### The task
Return verbatim the lines of the entries below that begin with the line containing "TARGET = window" and run through the line containing "column 22, row 77", both of those lines included.

Dataset entries:
** start **
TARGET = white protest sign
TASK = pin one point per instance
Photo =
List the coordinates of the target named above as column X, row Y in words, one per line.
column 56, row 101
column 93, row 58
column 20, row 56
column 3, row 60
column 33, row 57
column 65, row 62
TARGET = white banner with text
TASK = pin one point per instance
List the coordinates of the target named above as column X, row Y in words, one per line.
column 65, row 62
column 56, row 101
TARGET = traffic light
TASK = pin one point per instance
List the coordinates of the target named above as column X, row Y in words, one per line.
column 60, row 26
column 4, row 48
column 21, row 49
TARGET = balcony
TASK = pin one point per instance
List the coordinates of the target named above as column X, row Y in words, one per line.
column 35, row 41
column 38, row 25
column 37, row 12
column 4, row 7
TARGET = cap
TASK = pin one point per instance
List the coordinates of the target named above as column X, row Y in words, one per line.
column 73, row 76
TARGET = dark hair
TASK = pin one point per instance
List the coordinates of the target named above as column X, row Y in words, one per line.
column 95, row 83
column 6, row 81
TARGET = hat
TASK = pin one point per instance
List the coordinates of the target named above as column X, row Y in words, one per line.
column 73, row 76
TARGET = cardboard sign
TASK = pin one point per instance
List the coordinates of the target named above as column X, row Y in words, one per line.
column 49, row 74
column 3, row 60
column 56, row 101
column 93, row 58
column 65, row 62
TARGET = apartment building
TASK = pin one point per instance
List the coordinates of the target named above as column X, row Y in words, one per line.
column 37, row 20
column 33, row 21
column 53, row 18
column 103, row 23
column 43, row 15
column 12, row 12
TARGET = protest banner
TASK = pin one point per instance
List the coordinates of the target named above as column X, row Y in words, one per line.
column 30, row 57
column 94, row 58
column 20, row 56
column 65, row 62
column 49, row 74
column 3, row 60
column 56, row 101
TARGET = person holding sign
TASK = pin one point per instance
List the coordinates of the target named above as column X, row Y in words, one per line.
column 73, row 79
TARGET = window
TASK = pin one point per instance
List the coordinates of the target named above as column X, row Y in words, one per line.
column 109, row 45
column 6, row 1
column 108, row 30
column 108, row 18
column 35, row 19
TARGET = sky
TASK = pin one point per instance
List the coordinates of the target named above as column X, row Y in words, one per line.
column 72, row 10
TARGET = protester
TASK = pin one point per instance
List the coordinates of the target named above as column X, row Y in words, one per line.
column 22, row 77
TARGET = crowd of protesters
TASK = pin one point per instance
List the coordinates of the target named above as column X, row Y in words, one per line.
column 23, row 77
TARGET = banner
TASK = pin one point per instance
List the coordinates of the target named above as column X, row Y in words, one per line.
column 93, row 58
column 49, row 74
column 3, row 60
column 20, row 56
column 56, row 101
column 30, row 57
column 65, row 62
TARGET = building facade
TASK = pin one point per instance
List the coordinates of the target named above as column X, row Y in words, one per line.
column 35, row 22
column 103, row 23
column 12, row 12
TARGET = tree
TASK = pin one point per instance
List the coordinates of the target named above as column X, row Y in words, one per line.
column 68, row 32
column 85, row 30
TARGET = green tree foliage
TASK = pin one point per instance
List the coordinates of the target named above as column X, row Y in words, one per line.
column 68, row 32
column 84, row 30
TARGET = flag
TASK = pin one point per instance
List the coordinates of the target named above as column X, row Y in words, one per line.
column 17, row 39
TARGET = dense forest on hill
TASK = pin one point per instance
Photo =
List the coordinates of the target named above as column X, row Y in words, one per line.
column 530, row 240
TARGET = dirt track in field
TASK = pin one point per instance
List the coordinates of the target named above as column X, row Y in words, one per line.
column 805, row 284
** end **
### Answer below
TARGET = window
TASK = pin one point per instance
List the coordinates of the target named above as column X, row Y in words, one per line.
column 109, row 45
column 6, row 1
column 108, row 30
column 108, row 18
column 35, row 19
TARGET = sky
TASK = pin one point per instance
List the coordinates of the target named above as column X, row Y in words, one per line.
column 72, row 10
TARGET = protester
TASK = pin one point per instance
List the coordinates of the target named above as column X, row Y in words, one per line.
column 22, row 77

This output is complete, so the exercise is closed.